Problem to solve: Which lines of the listing below contain the string "instance"? Select and copy each of those lines, treating uppercase and lowercase as different.

[Stored items]
::::::::
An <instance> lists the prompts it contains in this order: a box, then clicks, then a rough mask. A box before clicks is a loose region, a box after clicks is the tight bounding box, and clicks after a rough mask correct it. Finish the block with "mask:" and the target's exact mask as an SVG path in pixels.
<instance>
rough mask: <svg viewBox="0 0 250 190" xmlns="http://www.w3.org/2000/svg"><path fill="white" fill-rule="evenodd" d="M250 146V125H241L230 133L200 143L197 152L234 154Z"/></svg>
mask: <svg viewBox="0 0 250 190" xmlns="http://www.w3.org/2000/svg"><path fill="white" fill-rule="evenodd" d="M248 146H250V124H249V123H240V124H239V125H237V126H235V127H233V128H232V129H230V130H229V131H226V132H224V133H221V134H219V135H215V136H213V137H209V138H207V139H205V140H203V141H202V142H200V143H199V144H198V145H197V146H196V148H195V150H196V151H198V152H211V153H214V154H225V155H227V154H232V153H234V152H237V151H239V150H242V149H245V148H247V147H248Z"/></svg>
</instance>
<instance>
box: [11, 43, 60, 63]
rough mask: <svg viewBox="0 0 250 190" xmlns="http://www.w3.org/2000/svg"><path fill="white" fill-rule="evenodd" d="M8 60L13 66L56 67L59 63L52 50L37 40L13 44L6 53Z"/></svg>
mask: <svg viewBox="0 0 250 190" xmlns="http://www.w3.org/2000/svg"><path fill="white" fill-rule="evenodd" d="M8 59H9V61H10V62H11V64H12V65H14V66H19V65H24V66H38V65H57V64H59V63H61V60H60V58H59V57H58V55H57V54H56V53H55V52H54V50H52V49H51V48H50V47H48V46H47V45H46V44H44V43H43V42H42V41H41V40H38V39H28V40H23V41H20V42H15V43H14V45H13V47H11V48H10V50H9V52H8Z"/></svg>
::::::::
Solution below:
An <instance> lists the prompts it contains in this order: a box, then clicks, then a rough mask. A box before clicks is a loose region, a box after clicks is the tight bounding box, and clicks after a rough mask correct it. Finish the block with "mask:" and the target's exact mask as an SVG path in pixels.
<instance>
</instance>
<instance>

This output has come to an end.